■ **Vorliegender Auszug**
Boule: TSV Ringheim Doppelmeister!

Manchmal fragt man sich wirklich, warum man sich das freiwillig antut. Man könnte auch
gemütlich daheim auf der Terrasse liegen und die Wolken zählen. Aber nein, die Menschen –
vor allem die Männer – müssen sich ständig messen und beweisen, was für tolle Hechte sie
sind. Und wenn’s nur darum geht, beim Fußball das Runde ins Eckige zu schweißen oder
eben beim Boule seine Kugel näher an der Zielkugel zu platzieren als der Gegner. Aber so
ist das eben.
Wie erwartet kam es am letzten Spieltag in Würzburg zum alles entscheidenden Duell
zwischen uns, dem als Aufsteiger überraschenden und ungeschlagenen Tabellenführer der
Bezirksoberliga TSV Ringheim und dem Zweiten, dem SV Schnackenwerth mit nur einer
Niederlage. Wir wussten, dass wir gegen unseren ersten Gegner, nämlich gegen Würzburg,
ruhig verlieren konnten. Das würde keine Rolle spielen. Nur der letzte Gegner, eben
Schnackenwerth, musste irgendwie niedergerungen werden.
Prompt verlieren wir 2 : 3 gegen Würzburg. Macht nix! Schlimm ist nur, wie schwach wir
heute spielen. So wird das nichts. Zumal die Schnackenwerther ihren Gegner aus
Mechenhard mit 5 : 0 geradezu vom Platz gefegt haben. Die sind auf den Punkt fit. Aber wer
weiß? Vielleicht finden wir nach der Mittagspause ja endlich zu unserer Normalform?
Vielleicht verliert die gegnerische Mannschaft aus irgendeinem Grund den Faden? Vielleicht
haben auch sie Angst vor dem letzten Duell? Nach den ersten beiden Spielen (Triplettes)
steht es 1 : 1. Immerhin, wir haben schon mal einen Punkt! Geht doch! Jetzt kommt es
darauf an, von den drei ausstehenden Doublettes zwei zu gewinnen.
Eines verloren, eines gewonnen. Zwischenergebnis 2 : 2. Das dritte Doublette, das
entscheidende, nimmt einen dramatischen Verlauf. Trotz einer zwischenzeitlich
beruhigenden 9 : 3 – Führung fangen die Nerven an zu flattern, die Kugeln machen nicht
mehr, was sie sollen, und der Gegner zieht mit 12 : 11 an uns vorbei. Doch irgendwie
schaffen wir in der folgenden Aufnahme den Ausgleich. 12 : 12! Der nächste Punkt wird
entscheiden!

■ **Gesammelte Dateneinträge**

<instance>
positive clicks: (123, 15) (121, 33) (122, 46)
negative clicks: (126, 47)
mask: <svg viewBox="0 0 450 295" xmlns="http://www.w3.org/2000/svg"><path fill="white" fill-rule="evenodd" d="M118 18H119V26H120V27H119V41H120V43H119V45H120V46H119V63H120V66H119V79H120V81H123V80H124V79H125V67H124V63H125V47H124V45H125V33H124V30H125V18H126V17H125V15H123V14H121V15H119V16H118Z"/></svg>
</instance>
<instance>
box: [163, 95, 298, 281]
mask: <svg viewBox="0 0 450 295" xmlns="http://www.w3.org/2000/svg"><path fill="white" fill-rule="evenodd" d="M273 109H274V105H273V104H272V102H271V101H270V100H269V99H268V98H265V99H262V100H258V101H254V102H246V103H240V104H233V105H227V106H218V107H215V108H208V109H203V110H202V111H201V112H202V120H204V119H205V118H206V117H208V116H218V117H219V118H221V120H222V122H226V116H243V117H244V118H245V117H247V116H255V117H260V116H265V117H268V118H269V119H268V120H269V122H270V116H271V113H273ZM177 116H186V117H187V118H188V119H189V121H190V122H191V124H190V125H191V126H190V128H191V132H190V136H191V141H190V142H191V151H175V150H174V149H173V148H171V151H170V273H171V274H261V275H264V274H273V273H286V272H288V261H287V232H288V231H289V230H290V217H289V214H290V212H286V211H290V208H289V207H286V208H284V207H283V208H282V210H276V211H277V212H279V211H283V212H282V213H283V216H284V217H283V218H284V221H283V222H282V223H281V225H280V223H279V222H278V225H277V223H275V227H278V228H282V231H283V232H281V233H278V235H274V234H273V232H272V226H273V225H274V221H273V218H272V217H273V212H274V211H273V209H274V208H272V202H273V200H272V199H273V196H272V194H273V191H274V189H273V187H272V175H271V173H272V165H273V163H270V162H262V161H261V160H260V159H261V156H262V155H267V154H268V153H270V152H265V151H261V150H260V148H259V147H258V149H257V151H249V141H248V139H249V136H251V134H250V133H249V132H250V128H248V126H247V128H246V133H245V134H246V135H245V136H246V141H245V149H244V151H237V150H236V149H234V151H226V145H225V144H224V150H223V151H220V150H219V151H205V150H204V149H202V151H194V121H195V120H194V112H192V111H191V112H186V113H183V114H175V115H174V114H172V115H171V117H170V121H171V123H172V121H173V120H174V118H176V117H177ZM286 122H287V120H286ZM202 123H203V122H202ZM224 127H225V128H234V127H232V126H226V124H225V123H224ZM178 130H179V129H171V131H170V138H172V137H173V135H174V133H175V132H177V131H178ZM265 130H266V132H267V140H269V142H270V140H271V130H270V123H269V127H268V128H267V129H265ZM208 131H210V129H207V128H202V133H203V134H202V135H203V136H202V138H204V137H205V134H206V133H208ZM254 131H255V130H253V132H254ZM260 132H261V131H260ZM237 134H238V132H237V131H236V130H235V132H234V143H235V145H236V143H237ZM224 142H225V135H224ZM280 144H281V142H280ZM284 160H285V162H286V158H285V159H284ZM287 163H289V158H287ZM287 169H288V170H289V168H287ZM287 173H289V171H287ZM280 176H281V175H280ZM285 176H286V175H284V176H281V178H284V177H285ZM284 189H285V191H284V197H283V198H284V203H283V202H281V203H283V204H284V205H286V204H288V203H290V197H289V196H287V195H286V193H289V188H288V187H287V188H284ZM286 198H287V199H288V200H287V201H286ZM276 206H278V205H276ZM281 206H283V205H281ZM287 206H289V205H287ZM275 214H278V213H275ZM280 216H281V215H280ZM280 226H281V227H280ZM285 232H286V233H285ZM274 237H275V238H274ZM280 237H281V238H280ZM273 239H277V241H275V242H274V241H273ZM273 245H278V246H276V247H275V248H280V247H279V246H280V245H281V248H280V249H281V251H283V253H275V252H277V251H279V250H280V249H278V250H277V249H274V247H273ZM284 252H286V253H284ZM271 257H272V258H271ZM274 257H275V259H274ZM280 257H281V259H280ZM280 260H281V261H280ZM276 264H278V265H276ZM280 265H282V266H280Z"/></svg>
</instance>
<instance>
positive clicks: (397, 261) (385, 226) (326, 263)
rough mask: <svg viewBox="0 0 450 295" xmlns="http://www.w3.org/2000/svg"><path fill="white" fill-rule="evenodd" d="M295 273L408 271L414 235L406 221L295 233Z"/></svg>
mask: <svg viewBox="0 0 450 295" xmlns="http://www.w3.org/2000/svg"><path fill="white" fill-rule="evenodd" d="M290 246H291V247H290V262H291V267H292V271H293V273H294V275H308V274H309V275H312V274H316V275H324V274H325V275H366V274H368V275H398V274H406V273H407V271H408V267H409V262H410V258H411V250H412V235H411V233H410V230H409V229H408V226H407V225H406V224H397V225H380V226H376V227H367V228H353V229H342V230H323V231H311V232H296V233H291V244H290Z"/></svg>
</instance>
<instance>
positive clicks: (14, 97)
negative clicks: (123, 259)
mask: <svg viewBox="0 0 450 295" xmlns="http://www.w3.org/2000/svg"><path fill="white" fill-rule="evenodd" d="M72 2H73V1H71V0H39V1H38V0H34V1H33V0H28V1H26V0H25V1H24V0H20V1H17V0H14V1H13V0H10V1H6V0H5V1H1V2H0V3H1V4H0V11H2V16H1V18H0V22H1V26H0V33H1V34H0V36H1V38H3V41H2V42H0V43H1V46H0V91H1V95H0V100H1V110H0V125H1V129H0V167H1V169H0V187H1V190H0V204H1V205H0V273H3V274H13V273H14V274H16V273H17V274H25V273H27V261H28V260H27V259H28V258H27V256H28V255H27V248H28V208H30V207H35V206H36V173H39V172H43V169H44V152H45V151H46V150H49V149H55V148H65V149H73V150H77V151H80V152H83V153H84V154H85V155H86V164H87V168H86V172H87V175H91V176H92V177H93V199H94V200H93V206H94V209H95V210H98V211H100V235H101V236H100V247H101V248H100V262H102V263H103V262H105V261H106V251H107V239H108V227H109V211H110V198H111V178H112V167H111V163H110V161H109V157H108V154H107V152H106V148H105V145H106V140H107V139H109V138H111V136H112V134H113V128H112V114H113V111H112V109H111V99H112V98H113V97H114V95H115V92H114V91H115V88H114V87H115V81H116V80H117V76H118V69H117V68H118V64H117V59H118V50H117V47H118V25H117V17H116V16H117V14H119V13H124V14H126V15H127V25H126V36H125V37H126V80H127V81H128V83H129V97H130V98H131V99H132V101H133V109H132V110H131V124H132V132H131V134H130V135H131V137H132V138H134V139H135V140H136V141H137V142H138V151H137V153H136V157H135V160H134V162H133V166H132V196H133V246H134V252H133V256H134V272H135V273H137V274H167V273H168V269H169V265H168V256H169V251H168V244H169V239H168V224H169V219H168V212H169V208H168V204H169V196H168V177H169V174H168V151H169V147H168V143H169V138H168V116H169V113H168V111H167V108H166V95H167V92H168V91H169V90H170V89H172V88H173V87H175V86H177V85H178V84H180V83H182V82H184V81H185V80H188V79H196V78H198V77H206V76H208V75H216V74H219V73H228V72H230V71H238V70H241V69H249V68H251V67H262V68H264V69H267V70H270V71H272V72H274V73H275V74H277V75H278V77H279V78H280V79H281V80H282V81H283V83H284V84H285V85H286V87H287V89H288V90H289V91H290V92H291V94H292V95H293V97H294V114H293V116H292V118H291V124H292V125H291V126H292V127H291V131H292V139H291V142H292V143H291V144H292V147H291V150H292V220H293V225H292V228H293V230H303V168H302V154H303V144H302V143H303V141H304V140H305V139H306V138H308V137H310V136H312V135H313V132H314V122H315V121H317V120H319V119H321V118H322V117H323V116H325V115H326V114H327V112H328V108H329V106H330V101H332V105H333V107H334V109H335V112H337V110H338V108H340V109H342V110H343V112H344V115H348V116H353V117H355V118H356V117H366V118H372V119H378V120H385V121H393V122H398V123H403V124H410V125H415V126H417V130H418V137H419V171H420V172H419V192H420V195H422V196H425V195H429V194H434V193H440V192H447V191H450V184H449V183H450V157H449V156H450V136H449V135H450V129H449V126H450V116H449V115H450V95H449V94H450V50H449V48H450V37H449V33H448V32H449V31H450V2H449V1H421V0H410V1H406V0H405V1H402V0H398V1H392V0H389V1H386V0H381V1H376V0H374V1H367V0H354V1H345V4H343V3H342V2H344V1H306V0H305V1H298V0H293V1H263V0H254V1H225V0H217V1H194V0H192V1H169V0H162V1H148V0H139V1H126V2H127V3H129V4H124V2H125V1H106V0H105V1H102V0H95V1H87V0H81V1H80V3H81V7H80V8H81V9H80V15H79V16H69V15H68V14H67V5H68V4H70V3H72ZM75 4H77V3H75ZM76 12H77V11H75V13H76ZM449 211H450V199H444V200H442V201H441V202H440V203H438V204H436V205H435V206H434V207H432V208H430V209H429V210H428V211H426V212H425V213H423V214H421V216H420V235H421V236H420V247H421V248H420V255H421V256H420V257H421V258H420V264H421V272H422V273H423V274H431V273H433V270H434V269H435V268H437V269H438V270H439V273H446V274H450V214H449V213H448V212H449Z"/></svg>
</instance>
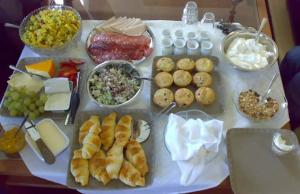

■ **Arbeitsauftrag**
A: Gib den Boule-Bericht von „Wie erwartet kam“ bis hinunter zu „irgendwie niedergerungen werden.“ erneut wieder und tausche dabei „Würzburg“ gegen „Schweinfurt“ aus.
B: Schreibe den nächsten Abschnitt des Boule-Berichts und knüpfe dabei an seinen letzten Satz an.
Die Zeilen stehen in keinem Zusammenhang mit dem Boule-Bericht.

■ **Lösungen**
A:
Wie erwartet kam es am letzten Spieltag in Schweinfurt zum alles entscheidenden Duell
zwischen uns, dem als Aufsteiger überraschenden und ungeschlagenen Tabellenführer der
Bezirksoberliga TSV Ringheim und dem Zweiten, dem SV Schnackenwerth mit nur einer
Niederlage. Wir wussten, dass wir gegen unseren ersten Gegner, nämlich gegen Schweinfurt,
ruhig verlieren konnten. Das würde keine Rolle spielen. Nur der letzte Gegner, eben
Schnackenwerth, musste irgendwie niedergerungen werden.

B:
Die Sonne brennt unbarmherzig. Immer mehr neugierige Zuschauer haben sich an den
Seiten aufgestellt, um den Showdown mitzuerleben. Das Spiel wogt hin und her. Matthias
hat Nerven wie Drahtseile und schickt zwei gegnerische Kugeln ins Nirwana. Bravo! Doch
der Gegner erobert den Punkt zurück. Jetzt muss auch der Leger, muss auch ich mit meinen
übrigen zwei Kugeln liefern und die einzige Lücke finden, die in Richtung Zielkugel noch
offen steht. Die erste Kugel läuft nach rechts weg. Mann, reiß dich zusammen! Ein Versuch
noch! Die Tür steht offen! Es gelingt! Wenige Zentimeter vor dem Schweinchen bleibt meine
Kugel liegen. Punkt wieder bei uns! Und nur noch eine Kugel! Der Gegner, ein ziemlich
sicherer Schießer hat deren noch zwei! Trifft er, hat er das Spiel wieder gedreht, muss
Matthias mit der letzten Kugel irgendeine Lösung finden. Ich habe fertig. Wegschauen!
Keine Nerven mehr! Nur noch horchen, ob es dieses typische Treffergeräusch von Stahl auf
Stahl gibt oder eben nicht. Ein Aufstöhnen der Zuschauer. Der erste Schuss ging vorbei!
Wieder hinschauen. Er holt aus. Die Kugel fliegt, fliegt, trifft irgendwas… Nein, es ist nicht
meine Kugel, die da getroffen wurde und rollt! Es ist die Zielkugel! Bitte roll’ weiter, roll’
weiter, roll’ ins Aus! Los, den halben Meter schaffst du auch noch. Ja!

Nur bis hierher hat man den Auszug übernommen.